→ REQUIRED TASK
Quote the material exactly from the line that contains "Check that every instance of the woman's right" through its last line. Any pictures are to be left out.

[Stored data entries]

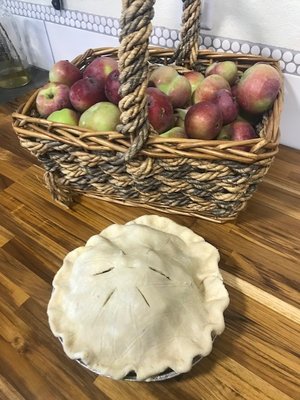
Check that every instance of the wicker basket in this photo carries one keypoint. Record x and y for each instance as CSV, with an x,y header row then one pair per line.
x,y
134,166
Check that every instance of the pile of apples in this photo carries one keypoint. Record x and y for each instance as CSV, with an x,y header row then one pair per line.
x,y
220,104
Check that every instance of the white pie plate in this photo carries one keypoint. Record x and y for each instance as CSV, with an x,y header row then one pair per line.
x,y
167,374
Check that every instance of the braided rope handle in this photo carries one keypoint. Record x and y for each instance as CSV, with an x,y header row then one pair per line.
x,y
133,57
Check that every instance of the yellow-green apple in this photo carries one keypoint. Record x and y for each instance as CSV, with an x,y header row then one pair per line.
x,y
203,121
100,68
176,132
195,78
86,92
242,130
174,85
227,69
64,72
208,88
64,116
52,97
179,115
227,105
160,110
103,117
258,88
238,130
112,86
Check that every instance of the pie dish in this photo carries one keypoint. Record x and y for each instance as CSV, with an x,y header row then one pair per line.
x,y
139,299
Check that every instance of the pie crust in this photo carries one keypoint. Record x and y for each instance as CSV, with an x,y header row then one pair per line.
x,y
141,297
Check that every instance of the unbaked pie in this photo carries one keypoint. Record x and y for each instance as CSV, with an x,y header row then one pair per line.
x,y
139,298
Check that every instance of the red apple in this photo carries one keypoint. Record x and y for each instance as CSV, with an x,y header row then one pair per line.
x,y
86,92
100,68
195,78
64,72
225,133
52,97
174,85
112,86
203,121
160,110
258,88
208,88
64,116
227,106
102,117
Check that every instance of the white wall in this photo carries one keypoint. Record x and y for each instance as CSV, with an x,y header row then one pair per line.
x,y
274,22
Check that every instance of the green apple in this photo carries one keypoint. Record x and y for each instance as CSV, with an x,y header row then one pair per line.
x,y
101,117
64,116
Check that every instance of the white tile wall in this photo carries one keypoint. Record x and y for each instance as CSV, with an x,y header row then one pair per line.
x,y
67,42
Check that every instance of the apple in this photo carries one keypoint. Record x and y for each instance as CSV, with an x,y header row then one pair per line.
x,y
52,97
100,68
203,121
227,105
180,114
242,130
112,86
86,92
174,85
208,88
176,132
102,117
227,69
64,116
225,133
195,78
64,72
160,110
258,88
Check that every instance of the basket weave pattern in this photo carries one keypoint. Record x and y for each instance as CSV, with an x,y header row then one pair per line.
x,y
134,166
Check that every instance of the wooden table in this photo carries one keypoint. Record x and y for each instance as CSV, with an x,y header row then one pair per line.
x,y
255,358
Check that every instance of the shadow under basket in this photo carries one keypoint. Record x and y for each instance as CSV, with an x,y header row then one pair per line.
x,y
210,179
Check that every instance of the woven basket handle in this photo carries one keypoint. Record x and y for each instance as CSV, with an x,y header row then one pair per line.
x,y
133,57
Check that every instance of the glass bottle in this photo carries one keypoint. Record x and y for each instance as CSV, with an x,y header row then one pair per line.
x,y
14,68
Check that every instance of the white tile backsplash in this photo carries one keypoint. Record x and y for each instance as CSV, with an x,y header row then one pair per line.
x,y
35,42
68,42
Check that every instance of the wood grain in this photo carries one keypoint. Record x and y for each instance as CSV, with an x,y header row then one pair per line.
x,y
257,356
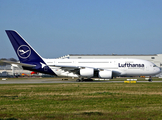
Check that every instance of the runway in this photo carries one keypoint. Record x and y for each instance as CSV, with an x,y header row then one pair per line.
x,y
52,80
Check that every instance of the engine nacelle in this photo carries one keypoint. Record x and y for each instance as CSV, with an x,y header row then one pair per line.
x,y
105,74
87,72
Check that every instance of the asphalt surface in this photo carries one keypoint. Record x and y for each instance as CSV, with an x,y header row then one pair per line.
x,y
51,80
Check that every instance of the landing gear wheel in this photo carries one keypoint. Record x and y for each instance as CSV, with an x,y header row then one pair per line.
x,y
78,80
150,80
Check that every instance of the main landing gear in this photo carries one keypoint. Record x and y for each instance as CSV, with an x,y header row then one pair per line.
x,y
150,79
82,79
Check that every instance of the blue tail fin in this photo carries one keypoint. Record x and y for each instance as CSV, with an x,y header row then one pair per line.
x,y
23,50
27,54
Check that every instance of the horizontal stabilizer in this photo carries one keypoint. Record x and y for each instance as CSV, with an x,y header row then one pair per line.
x,y
21,64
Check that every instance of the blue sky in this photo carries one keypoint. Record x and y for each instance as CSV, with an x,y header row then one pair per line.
x,y
59,27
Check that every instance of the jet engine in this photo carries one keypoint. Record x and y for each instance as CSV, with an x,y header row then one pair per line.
x,y
87,72
105,74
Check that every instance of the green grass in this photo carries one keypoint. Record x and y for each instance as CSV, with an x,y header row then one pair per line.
x,y
81,101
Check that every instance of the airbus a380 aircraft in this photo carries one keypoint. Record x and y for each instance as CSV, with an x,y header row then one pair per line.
x,y
81,68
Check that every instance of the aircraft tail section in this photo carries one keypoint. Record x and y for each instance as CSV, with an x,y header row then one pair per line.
x,y
23,50
27,54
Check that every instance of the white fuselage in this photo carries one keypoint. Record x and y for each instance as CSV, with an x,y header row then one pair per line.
x,y
124,67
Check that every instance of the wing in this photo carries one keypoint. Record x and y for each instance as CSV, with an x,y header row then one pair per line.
x,y
76,69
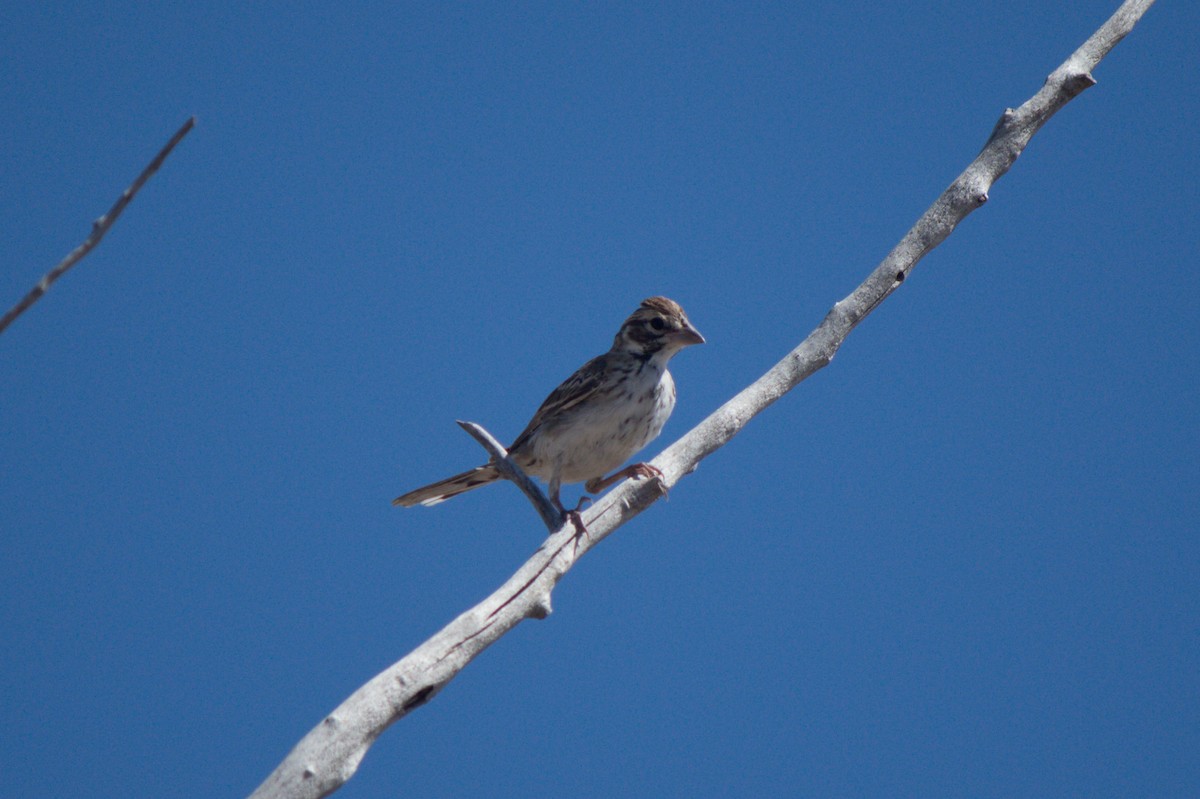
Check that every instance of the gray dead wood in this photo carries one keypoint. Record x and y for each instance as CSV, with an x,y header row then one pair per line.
x,y
330,754
99,228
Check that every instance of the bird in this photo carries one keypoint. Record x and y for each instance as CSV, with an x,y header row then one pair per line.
x,y
597,419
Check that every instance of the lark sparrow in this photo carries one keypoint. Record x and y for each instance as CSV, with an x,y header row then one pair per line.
x,y
612,407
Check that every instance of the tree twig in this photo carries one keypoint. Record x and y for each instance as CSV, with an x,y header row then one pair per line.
x,y
550,515
330,754
99,228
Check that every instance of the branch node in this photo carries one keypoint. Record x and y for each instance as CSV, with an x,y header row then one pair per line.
x,y
541,607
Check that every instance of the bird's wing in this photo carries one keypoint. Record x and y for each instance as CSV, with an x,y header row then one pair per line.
x,y
579,388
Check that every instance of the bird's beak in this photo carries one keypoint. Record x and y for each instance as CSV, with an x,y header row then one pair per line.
x,y
688,335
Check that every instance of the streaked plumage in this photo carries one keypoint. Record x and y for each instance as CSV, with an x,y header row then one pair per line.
x,y
612,407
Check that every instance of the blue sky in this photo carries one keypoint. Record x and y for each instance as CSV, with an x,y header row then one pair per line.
x,y
961,560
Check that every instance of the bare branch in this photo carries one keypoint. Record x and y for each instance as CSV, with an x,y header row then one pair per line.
x,y
330,754
99,228
508,467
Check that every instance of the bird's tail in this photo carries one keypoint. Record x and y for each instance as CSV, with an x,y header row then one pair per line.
x,y
444,490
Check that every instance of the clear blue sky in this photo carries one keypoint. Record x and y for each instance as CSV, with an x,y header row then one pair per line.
x,y
960,562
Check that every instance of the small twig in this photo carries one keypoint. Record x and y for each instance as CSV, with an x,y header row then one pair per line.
x,y
550,515
330,754
99,228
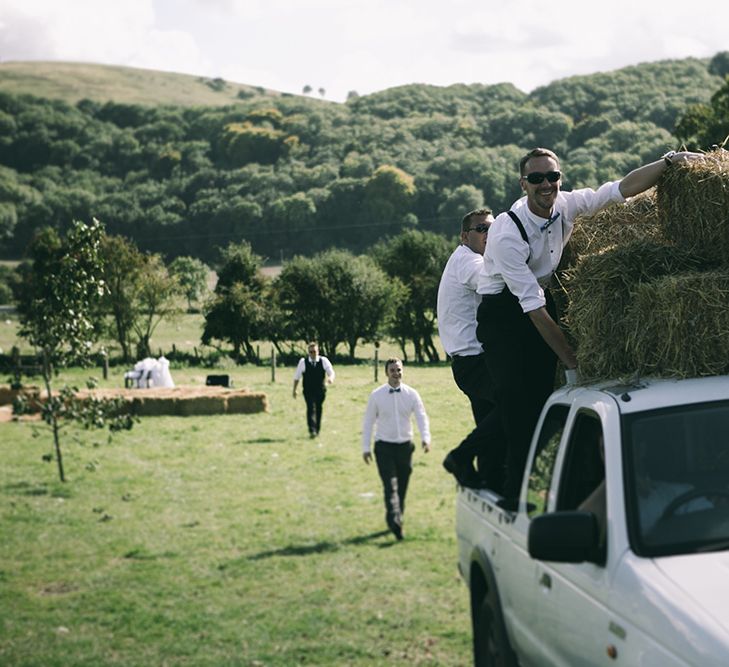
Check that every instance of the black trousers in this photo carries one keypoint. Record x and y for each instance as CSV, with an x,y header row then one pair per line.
x,y
314,403
523,367
473,378
395,465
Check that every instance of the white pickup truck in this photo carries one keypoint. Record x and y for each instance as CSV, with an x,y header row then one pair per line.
x,y
618,553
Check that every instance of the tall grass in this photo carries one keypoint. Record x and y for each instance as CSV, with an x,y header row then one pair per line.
x,y
232,540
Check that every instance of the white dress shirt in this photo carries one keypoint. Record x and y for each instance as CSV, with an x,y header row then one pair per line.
x,y
458,302
505,259
389,413
328,368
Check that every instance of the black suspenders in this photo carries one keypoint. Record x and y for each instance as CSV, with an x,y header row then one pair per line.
x,y
522,231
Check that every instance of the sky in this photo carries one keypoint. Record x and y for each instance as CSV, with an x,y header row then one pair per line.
x,y
339,46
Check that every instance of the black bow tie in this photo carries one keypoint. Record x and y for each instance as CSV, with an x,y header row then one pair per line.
x,y
549,222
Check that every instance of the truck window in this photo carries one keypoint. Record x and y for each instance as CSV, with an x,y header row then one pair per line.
x,y
677,480
582,485
540,475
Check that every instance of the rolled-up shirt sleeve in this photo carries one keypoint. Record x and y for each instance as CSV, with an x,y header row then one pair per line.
x,y
368,423
421,418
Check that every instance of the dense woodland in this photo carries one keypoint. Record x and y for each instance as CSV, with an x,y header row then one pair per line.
x,y
294,175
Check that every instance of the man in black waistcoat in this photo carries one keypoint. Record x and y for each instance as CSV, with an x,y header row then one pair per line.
x,y
314,370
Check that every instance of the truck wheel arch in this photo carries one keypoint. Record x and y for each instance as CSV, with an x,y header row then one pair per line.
x,y
490,639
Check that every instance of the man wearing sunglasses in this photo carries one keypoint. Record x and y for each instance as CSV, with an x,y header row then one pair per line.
x,y
517,319
457,305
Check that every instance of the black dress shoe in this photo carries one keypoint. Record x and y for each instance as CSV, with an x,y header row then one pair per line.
x,y
465,475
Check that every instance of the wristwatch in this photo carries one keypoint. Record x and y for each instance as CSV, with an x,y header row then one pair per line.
x,y
668,158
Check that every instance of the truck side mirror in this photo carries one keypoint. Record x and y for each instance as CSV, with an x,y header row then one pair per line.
x,y
564,537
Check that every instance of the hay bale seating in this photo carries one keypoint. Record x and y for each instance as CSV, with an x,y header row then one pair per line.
x,y
657,302
188,401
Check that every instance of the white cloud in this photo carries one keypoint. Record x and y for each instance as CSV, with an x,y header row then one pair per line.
x,y
363,45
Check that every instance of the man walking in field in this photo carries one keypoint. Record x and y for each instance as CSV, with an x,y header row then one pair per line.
x,y
389,411
314,370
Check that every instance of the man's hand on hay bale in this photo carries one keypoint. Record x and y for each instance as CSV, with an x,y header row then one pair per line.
x,y
642,178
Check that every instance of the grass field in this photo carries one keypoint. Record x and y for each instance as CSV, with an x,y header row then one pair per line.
x,y
232,540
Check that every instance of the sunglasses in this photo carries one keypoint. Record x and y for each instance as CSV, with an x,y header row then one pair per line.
x,y
479,228
536,177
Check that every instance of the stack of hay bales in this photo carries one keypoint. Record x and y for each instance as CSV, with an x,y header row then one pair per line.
x,y
648,284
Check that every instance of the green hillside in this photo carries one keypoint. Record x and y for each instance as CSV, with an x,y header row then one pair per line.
x,y
72,82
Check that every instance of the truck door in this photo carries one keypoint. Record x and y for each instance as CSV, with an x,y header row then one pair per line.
x,y
528,607
578,630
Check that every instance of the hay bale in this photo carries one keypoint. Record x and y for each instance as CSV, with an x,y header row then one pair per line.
x,y
634,220
680,325
693,205
201,405
246,403
600,289
155,406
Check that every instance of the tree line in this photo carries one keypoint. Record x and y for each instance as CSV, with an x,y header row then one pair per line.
x,y
338,298
298,176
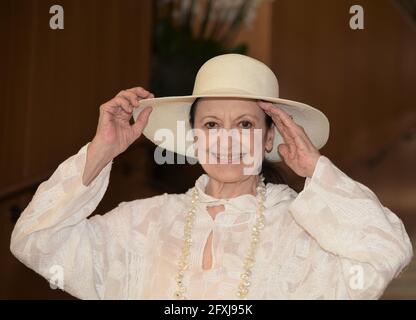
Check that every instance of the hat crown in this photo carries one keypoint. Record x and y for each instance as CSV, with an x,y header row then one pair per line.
x,y
235,73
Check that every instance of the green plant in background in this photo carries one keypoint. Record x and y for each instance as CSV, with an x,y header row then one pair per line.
x,y
186,33
200,28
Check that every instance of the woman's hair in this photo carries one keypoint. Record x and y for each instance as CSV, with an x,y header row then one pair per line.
x,y
269,170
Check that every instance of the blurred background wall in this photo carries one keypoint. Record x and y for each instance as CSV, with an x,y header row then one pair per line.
x,y
53,81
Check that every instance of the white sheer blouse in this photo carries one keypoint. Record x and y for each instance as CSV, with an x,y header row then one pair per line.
x,y
333,240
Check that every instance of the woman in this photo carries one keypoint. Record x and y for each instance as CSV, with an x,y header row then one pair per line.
x,y
233,235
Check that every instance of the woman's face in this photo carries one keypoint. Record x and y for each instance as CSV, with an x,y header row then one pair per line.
x,y
231,137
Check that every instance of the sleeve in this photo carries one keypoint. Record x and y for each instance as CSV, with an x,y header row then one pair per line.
x,y
347,220
53,235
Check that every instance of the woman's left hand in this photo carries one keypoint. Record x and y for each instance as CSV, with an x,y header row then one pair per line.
x,y
298,152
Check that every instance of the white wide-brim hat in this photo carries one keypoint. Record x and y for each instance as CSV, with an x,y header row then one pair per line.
x,y
228,75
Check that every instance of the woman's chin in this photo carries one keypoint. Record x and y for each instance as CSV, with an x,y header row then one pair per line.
x,y
225,172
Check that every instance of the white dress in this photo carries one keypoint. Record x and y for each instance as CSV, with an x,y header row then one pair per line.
x,y
333,240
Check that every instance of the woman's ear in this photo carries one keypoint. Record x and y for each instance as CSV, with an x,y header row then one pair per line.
x,y
270,134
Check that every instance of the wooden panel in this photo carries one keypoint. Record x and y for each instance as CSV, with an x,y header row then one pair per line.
x,y
53,81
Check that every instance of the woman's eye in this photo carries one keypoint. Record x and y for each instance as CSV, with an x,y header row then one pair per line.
x,y
210,125
246,124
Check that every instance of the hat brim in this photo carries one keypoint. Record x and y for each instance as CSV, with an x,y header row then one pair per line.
x,y
168,110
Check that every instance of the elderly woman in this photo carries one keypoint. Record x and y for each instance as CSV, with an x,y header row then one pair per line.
x,y
234,234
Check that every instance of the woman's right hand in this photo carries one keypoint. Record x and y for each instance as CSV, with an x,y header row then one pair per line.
x,y
114,132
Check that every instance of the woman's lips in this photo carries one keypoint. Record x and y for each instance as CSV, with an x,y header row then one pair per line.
x,y
227,157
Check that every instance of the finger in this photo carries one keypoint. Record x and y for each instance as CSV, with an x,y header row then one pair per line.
x,y
142,120
119,106
141,92
130,96
296,131
291,132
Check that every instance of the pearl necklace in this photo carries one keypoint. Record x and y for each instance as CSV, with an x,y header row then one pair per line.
x,y
249,258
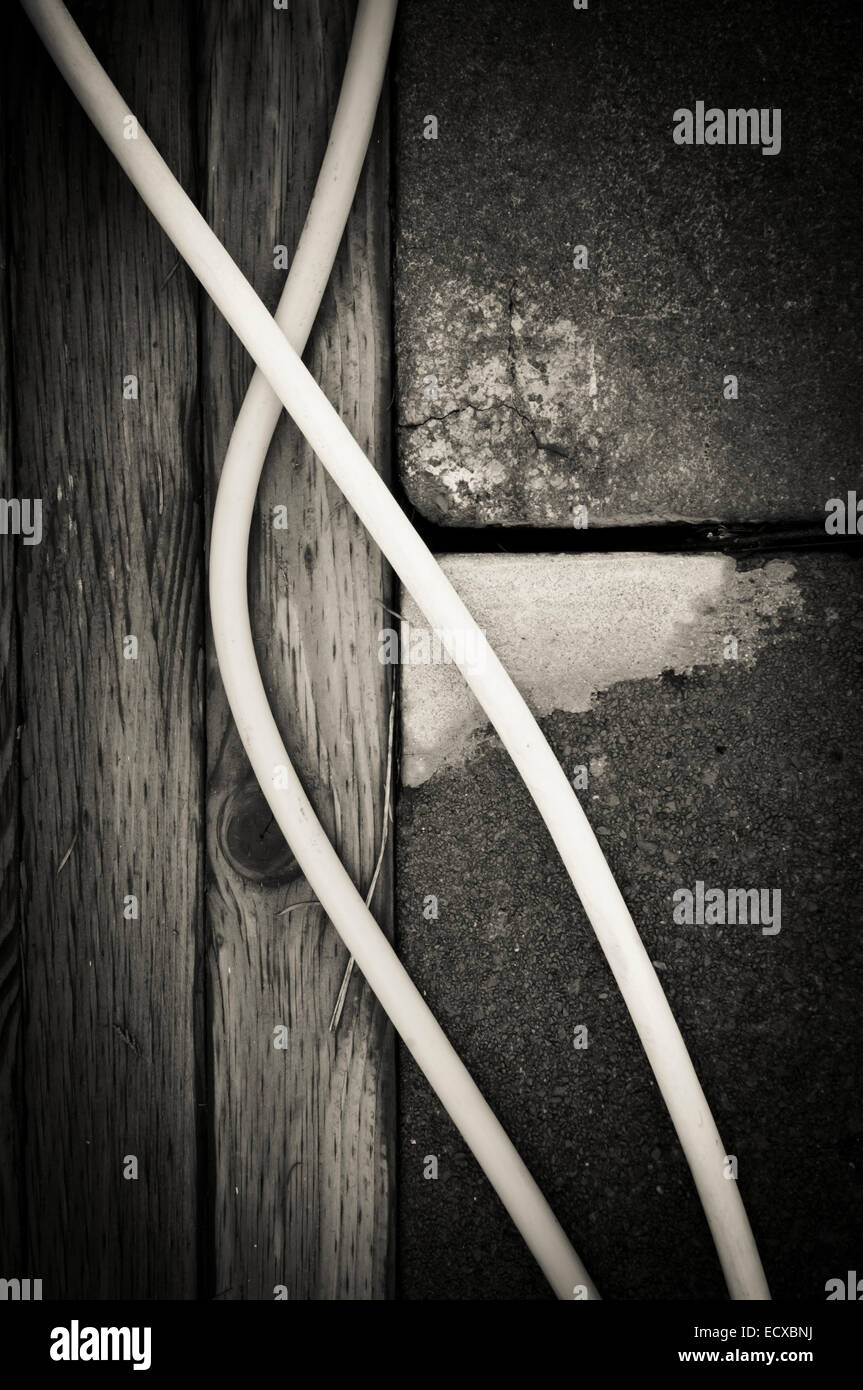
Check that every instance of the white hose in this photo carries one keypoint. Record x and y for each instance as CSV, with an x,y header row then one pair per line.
x,y
560,809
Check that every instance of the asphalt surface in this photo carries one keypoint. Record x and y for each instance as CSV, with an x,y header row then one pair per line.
x,y
734,774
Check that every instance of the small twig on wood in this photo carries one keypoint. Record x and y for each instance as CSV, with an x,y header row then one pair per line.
x,y
392,610
339,1004
306,902
64,861
173,271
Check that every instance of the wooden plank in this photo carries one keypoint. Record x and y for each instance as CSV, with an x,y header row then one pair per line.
x,y
11,1193
111,747
305,1134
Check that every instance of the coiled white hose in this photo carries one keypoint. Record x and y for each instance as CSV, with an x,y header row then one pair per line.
x,y
580,851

→ SOLVED PROBLEM
Check that every instance of the woman's right hand in this photo carries one keypoint. Record x and y for each instance as CSV, with an x,y header row then one pair per line.
x,y
114,132
Check that every instance of the woman's lips in this photo carries one keypoint. Record x and y for each instance as CSV, with an x,y header row then one pair per line.
x,y
227,157
Check that every instance of the finger in this photo carries one keypoint. Record x and y for each instance as CSV, with an x,y header row then one pair per line.
x,y
142,120
119,106
141,92
130,96
296,131
291,132
Check that every instance of the pearl necklace in this photo carries one keypoint. Record x and y for each instance as CSV, with an x,y header row then one pair per line.
x,y
249,258
Check that every instance of the white hose in this photo carries one keypoint. Record x and y for each instance as CSV, with an x,y header row then one pair per line.
x,y
560,809
Check that every instance of the asphalt surface in this photo carries one keypoint. Record x and y for each instance as CSV, with an x,y header row then one pair per line.
x,y
734,774
Check that every instance of the small twig on wood in this photo carries one keypoint. Record x and y for each instance as CSV, with an x,y header row then one pair per line.
x,y
392,610
339,1004
306,902
64,861
173,271
Check that every instance of the wooden plank in this photo carries one keypoint. Record x and y for each instance as CSV, with an x,y header row then one pair per line.
x,y
11,1193
111,747
305,1134
Check that every instance of the coiled white hose in this photo carries one keypoint. Record x and y for each instance as CSV, with an x,y header row then one pair per line.
x,y
580,851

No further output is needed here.